Look below for the line containing "Where can you find the rock"; write out that line and each one after it to the end, exactly, and nothing else.

▬▬▬▬▬▬▬▬▬▬

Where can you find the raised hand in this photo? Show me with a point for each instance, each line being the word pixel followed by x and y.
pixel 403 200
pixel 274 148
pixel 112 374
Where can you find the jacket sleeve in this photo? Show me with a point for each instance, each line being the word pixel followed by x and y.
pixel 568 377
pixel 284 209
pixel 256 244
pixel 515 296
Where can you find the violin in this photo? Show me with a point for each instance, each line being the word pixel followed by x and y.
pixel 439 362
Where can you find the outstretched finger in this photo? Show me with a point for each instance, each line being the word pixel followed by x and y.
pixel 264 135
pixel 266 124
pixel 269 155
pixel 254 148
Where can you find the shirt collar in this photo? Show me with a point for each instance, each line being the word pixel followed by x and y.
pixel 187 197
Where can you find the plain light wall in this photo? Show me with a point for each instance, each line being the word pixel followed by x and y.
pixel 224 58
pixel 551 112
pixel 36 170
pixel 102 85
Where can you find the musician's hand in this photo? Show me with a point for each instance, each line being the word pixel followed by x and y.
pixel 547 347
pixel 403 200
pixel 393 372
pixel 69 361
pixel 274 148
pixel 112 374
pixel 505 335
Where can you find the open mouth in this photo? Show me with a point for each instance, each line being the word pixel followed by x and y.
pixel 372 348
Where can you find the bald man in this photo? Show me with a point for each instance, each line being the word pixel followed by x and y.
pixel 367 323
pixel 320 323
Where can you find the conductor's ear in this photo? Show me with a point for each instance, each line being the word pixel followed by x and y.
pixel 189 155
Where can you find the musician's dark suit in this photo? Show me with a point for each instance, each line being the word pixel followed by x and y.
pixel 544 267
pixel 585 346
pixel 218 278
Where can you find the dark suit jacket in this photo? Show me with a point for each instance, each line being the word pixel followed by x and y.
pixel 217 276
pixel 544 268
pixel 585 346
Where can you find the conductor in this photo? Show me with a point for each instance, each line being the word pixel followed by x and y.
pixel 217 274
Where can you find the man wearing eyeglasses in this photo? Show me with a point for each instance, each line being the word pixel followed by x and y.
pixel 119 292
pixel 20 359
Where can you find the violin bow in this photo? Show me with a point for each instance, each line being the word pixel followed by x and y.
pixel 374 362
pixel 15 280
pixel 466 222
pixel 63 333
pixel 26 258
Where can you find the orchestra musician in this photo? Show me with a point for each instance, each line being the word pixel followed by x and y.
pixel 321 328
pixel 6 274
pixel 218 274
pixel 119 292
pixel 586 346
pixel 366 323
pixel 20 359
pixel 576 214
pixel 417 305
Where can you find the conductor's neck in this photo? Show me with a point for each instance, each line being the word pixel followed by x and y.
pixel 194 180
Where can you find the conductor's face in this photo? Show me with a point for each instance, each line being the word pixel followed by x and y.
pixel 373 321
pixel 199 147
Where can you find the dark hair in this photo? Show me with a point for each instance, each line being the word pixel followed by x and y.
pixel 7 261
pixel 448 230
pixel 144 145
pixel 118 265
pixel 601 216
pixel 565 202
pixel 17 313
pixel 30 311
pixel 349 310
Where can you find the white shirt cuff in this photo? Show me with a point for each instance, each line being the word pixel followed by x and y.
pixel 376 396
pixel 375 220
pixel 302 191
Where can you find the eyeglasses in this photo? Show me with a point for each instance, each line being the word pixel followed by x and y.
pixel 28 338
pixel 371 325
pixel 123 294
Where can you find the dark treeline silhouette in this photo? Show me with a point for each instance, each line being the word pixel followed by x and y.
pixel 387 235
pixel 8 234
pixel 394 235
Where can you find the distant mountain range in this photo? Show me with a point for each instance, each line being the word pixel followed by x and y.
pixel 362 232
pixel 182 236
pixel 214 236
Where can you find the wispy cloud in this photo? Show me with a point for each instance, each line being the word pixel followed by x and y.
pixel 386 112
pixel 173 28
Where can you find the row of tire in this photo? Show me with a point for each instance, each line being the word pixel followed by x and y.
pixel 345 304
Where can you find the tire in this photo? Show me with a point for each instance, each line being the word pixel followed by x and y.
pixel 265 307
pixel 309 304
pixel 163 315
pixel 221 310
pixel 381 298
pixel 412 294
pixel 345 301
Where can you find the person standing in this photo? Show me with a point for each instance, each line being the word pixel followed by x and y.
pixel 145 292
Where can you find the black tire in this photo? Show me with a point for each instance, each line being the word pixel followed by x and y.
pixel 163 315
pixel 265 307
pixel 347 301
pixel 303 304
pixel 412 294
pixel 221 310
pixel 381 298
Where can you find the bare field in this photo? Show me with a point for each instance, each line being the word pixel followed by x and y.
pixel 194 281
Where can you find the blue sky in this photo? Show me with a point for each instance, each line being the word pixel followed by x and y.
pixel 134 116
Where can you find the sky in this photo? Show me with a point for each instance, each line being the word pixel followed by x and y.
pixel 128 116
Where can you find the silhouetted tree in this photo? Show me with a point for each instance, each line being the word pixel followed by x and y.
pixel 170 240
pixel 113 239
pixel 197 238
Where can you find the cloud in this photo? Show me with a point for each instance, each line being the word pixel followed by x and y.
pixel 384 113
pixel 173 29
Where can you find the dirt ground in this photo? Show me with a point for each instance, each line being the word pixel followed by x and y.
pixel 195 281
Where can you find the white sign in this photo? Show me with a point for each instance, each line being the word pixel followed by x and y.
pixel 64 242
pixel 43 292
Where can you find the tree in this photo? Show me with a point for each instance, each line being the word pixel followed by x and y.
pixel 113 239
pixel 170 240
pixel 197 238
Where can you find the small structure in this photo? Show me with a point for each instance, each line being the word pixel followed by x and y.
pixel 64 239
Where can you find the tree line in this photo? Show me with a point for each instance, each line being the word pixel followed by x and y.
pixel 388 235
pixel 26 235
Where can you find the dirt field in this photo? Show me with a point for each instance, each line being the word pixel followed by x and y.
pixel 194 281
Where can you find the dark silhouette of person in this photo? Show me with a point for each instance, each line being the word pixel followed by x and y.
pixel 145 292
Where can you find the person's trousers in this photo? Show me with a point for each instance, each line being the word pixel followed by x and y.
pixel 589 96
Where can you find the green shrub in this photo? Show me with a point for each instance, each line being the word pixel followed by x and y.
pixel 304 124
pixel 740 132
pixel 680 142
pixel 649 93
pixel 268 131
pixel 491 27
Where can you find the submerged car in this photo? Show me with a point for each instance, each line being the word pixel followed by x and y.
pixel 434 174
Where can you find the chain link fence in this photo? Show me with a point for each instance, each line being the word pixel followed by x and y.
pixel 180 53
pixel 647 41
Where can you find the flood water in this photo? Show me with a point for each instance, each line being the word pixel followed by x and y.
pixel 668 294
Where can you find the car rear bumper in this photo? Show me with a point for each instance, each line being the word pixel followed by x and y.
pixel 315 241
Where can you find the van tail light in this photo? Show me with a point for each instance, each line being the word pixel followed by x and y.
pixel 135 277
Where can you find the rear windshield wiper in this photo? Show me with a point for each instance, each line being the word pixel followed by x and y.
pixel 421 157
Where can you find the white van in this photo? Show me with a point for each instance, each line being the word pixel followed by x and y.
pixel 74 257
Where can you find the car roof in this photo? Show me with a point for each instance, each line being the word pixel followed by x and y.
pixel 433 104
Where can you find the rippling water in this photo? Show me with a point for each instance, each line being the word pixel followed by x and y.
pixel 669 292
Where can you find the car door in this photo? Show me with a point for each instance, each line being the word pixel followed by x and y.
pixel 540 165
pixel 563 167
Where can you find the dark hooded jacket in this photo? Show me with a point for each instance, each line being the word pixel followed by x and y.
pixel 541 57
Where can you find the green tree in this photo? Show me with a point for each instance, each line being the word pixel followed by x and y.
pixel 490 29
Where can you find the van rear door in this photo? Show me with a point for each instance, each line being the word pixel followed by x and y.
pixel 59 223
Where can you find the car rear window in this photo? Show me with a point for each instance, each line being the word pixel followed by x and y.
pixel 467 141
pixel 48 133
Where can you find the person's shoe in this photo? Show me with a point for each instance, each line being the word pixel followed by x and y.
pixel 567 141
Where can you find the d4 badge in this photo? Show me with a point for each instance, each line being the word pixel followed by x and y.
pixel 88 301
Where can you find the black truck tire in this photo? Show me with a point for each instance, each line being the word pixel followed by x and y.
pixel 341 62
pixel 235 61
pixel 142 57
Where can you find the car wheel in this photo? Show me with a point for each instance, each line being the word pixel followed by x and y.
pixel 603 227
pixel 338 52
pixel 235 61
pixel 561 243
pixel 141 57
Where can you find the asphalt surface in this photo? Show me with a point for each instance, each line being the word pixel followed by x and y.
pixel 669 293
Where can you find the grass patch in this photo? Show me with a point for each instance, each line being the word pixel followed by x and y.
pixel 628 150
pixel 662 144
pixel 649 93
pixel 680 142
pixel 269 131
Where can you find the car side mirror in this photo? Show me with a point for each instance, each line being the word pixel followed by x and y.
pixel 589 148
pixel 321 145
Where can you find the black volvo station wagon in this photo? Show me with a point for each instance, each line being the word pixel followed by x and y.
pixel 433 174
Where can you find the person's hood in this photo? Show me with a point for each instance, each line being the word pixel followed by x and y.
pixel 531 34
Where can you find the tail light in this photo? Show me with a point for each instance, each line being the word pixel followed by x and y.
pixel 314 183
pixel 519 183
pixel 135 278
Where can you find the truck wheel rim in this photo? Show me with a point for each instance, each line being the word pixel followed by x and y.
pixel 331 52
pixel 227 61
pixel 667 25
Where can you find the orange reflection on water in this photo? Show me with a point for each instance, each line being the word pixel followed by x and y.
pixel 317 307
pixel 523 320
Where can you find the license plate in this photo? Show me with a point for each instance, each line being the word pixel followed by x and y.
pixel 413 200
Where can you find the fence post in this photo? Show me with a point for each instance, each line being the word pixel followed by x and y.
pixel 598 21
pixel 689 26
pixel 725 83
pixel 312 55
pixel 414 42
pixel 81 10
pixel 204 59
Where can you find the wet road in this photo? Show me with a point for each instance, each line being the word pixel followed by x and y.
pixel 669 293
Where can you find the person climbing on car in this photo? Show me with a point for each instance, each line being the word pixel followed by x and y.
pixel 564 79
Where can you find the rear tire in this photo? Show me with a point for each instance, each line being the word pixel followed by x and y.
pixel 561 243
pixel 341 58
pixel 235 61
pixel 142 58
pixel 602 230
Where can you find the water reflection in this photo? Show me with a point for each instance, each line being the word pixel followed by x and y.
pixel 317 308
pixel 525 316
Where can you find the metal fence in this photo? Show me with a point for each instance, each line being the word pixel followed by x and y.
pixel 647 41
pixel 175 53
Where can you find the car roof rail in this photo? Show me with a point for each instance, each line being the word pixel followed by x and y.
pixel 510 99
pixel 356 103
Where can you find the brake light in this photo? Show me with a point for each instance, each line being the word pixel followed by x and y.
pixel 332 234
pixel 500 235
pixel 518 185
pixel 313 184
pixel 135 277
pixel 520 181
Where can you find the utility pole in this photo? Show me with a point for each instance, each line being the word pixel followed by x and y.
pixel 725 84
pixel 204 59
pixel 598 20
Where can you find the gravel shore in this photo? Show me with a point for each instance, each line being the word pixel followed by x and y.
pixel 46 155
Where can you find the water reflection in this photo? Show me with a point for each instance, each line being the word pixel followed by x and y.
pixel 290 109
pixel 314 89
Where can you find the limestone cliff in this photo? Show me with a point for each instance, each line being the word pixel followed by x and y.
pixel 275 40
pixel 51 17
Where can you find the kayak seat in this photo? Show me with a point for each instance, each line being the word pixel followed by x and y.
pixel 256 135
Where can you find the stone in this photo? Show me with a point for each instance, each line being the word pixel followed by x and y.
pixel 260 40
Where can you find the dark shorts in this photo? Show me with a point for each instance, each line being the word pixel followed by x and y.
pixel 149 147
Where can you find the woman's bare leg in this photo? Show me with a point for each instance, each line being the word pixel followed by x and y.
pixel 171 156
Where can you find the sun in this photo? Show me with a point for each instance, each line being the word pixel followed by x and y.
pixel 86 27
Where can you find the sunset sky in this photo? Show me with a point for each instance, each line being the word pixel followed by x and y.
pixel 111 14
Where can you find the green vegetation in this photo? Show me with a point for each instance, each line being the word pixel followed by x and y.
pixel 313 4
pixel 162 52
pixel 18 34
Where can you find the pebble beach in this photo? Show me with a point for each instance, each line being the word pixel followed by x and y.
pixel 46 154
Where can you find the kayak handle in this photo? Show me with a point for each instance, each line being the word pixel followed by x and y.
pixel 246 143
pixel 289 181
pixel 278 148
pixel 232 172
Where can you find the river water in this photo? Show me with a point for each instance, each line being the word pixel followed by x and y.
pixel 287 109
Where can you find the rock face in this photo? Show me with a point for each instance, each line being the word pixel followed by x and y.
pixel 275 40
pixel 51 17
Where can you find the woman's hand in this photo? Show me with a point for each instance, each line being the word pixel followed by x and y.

▬▬▬▬▬▬▬▬▬▬

§ Solution to the exercise
Where can you find the rock face in this photo? Show me with a point for each instance, each line being the word pixel followed by x and y.
pixel 275 40
pixel 51 17
Where can you find the woman's hand in this photo? Show me with a point for each instance, each line being the word pixel followed by x and y.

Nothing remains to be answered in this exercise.